THE TASK
In the records below, reproduce word for word the part that opens with the line containing "trace: gravel runoff area" and closes with the line containing "Now the gravel", including both of those lines.

TASK INPUT
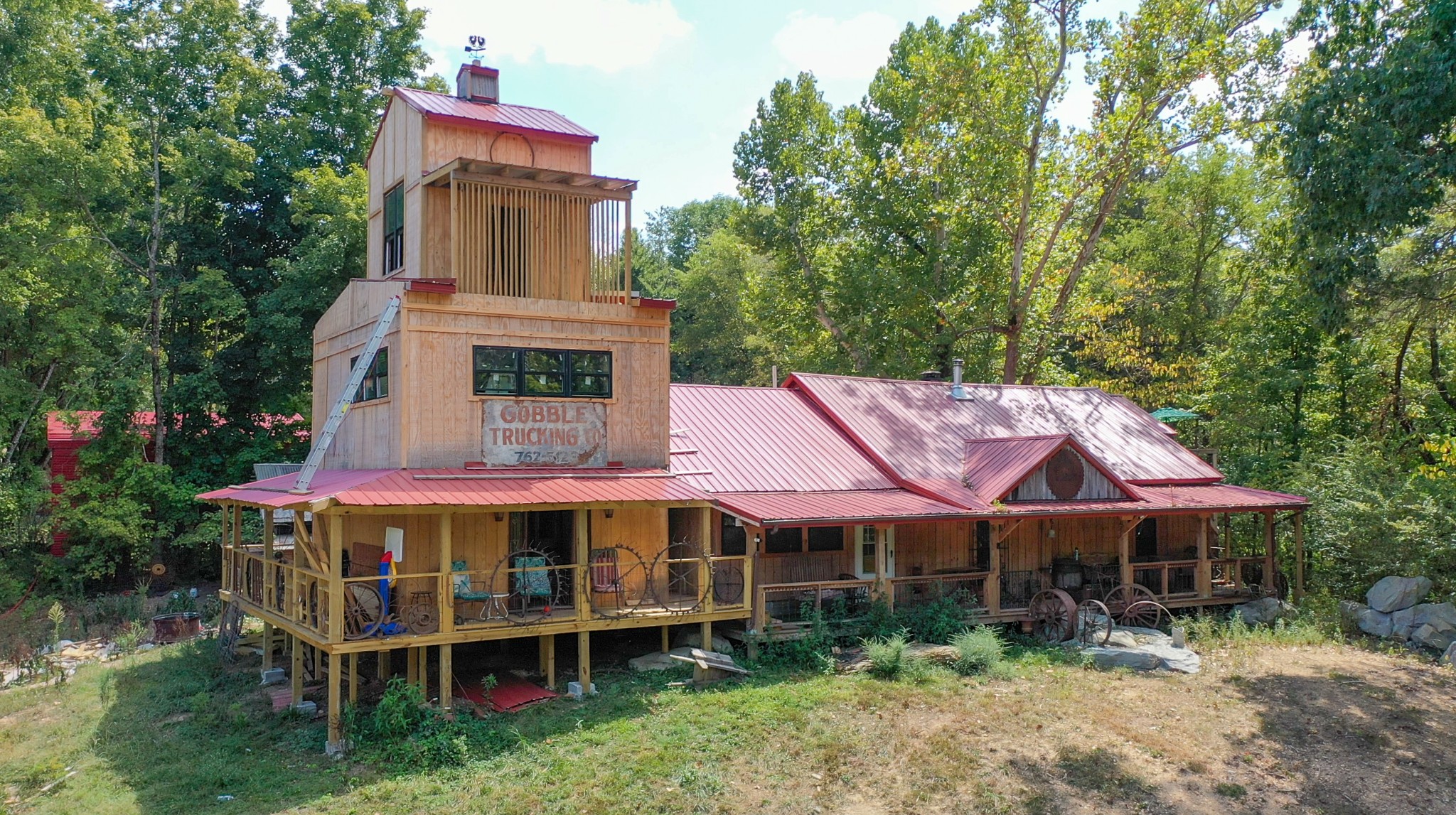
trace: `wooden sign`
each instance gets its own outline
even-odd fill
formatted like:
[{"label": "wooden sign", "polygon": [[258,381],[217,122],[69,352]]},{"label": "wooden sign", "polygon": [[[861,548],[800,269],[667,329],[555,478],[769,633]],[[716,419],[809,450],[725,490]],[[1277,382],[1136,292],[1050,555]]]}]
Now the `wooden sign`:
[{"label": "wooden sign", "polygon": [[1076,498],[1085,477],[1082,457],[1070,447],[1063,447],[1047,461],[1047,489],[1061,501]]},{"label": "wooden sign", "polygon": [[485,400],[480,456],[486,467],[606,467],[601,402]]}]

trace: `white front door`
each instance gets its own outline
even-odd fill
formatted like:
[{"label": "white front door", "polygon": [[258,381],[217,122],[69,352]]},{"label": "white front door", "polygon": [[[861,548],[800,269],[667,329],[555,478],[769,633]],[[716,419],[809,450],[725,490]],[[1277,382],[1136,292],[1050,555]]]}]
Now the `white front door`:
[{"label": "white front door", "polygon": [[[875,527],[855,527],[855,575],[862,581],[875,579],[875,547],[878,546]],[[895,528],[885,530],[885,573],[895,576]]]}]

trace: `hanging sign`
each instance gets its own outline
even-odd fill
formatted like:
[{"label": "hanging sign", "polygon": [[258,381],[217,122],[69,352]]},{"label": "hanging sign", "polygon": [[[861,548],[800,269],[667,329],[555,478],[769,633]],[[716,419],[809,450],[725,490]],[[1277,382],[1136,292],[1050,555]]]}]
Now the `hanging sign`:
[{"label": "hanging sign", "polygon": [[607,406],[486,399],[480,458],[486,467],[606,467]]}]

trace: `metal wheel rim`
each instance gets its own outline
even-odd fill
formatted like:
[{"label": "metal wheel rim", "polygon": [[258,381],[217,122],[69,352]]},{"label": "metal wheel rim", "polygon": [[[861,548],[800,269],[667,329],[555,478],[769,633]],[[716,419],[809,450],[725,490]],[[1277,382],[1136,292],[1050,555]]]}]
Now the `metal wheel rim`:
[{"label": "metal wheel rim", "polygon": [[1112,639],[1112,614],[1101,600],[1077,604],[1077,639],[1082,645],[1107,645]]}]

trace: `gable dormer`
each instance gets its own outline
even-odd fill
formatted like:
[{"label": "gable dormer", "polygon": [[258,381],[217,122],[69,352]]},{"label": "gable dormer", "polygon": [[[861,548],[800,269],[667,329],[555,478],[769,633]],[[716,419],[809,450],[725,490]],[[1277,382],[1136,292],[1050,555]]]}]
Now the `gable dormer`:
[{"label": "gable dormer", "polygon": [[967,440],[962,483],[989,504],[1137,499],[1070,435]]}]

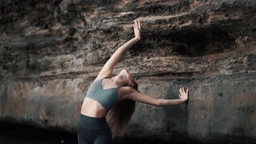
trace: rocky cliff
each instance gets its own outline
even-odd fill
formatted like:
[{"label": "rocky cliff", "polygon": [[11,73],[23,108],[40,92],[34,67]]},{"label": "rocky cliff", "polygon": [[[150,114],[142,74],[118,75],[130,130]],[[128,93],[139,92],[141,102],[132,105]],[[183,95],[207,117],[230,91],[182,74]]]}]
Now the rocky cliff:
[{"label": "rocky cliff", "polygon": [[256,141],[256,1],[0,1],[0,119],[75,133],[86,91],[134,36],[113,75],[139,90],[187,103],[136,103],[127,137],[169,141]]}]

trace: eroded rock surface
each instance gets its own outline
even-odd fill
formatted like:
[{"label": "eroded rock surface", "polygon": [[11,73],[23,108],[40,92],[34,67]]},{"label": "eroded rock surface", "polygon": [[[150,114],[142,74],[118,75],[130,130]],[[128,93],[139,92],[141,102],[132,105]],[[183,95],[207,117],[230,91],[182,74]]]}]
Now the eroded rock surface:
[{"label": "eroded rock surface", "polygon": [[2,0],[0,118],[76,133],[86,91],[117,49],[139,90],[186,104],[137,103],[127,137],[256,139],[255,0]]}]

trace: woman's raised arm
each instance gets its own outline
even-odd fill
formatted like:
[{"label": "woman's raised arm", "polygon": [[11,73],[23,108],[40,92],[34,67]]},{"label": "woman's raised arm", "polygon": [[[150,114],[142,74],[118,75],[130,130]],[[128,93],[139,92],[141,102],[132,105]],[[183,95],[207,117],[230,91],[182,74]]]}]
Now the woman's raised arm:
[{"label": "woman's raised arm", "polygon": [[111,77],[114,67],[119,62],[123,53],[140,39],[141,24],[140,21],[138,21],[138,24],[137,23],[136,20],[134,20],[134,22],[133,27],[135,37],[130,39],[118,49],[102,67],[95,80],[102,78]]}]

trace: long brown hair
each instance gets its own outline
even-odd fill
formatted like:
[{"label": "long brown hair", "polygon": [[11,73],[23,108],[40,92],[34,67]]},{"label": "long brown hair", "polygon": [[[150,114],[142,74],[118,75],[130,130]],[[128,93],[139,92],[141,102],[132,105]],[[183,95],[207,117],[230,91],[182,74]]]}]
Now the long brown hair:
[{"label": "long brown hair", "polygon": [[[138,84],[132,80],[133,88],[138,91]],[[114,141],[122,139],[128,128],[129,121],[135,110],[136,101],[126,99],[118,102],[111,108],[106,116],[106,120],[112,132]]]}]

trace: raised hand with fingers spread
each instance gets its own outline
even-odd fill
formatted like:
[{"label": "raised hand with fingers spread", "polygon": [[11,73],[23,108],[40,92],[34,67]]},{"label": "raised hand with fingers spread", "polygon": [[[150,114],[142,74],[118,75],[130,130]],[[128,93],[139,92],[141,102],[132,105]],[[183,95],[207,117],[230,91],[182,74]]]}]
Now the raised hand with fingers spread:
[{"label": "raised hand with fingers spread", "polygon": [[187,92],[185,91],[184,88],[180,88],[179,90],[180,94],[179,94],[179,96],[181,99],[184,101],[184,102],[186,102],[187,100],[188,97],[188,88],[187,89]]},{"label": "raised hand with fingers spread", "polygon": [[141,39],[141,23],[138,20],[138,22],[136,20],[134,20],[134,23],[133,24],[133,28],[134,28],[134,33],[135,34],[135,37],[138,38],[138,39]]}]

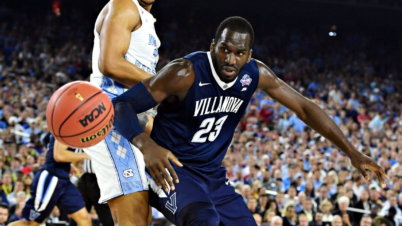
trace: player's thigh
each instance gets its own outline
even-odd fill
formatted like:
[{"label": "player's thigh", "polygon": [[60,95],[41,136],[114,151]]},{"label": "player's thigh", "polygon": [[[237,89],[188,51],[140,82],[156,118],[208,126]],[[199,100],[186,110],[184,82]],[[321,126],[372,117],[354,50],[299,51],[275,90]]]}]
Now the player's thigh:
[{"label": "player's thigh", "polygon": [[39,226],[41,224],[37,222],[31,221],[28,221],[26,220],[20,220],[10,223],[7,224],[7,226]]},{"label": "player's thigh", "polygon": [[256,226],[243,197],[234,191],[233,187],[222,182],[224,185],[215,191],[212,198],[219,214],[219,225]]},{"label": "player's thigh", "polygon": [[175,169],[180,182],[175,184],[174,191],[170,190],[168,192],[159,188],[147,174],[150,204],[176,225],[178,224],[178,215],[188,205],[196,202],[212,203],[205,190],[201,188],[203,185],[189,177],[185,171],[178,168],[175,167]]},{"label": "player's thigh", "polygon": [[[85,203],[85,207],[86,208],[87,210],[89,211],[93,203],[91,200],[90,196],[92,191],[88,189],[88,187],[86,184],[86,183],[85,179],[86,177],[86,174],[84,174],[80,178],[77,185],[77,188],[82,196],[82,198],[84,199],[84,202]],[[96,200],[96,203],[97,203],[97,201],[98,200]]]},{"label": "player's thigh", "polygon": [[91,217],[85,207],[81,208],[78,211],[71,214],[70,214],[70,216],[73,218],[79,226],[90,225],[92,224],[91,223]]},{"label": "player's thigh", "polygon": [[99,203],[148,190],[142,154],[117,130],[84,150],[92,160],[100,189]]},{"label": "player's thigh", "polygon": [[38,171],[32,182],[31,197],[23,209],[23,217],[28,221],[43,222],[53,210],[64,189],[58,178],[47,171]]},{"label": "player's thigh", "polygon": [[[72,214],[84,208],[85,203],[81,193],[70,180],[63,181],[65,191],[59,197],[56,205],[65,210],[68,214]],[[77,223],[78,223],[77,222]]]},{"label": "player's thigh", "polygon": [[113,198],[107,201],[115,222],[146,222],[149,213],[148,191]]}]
==
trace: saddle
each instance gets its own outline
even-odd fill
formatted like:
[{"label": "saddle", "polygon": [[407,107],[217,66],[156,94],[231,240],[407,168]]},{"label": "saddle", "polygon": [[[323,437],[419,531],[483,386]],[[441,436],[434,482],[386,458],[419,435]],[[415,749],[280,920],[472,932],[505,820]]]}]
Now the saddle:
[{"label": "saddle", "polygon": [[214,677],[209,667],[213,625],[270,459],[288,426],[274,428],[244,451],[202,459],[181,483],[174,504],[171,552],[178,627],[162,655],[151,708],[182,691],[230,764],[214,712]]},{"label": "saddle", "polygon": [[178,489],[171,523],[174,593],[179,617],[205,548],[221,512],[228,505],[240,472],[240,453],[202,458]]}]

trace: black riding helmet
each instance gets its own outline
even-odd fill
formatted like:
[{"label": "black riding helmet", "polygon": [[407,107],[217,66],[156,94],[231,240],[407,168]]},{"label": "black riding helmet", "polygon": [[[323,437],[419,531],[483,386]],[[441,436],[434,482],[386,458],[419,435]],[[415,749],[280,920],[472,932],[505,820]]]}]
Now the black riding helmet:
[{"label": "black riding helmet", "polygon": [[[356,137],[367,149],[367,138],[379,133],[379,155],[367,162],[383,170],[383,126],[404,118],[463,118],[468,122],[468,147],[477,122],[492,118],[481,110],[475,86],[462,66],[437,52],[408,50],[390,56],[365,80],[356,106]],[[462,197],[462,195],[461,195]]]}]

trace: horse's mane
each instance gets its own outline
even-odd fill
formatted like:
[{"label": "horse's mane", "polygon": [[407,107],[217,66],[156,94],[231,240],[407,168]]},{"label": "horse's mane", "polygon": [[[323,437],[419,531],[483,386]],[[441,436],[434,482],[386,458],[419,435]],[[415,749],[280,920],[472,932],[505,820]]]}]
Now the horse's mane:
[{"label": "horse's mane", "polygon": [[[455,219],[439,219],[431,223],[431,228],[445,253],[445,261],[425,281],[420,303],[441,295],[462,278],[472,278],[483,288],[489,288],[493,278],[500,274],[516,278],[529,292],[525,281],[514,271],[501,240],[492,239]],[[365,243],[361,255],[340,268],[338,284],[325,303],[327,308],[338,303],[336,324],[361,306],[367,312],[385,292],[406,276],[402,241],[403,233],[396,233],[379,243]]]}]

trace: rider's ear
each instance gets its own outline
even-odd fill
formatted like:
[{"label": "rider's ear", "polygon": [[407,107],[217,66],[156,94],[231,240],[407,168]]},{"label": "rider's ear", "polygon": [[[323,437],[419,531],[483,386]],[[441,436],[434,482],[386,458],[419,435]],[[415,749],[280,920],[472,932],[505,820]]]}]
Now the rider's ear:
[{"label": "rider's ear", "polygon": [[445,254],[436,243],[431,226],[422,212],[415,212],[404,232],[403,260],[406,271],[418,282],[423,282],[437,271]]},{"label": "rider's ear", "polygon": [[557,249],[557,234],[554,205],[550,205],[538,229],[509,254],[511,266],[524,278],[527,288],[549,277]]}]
* * *
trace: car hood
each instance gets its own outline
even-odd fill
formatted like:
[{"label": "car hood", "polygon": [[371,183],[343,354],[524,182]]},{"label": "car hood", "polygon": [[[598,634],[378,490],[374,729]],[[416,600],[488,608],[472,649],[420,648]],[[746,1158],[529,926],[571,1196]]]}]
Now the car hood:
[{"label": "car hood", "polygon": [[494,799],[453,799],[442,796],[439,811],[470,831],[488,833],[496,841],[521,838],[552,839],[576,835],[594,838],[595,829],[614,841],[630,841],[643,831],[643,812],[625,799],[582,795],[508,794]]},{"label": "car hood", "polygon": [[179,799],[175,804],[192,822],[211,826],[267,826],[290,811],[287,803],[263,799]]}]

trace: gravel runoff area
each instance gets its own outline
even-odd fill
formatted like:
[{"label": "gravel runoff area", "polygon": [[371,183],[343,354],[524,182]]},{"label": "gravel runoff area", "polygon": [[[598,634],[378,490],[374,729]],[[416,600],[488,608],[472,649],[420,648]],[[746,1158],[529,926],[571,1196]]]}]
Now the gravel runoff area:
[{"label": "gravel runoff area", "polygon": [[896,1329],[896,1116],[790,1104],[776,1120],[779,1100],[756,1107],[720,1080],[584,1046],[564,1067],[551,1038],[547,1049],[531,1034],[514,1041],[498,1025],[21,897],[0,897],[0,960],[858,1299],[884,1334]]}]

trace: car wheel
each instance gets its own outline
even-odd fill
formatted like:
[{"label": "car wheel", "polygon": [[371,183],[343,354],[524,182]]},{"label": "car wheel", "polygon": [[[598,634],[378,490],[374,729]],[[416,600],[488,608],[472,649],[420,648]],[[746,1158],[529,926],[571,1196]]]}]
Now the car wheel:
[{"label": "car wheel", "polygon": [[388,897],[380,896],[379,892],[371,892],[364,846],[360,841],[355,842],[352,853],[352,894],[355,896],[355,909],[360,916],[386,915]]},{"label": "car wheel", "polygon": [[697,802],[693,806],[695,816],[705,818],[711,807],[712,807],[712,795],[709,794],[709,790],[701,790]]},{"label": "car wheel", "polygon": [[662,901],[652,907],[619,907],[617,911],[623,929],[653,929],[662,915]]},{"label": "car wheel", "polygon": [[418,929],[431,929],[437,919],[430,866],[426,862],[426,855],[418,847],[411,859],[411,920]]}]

TASK SOLUTION
trace: gravel runoff area
each instance gets its own outline
even-odd fill
formatted like:
[{"label": "gravel runoff area", "polygon": [[371,183],[343,354],[524,182]]},{"label": "gravel runoff area", "polygon": [[[598,634],[378,490],[374,729]],[[416,600],[488,608],[472,649],[420,648]],[[746,1158],[529,926],[571,1196]]]}]
Now the gravel runoff area:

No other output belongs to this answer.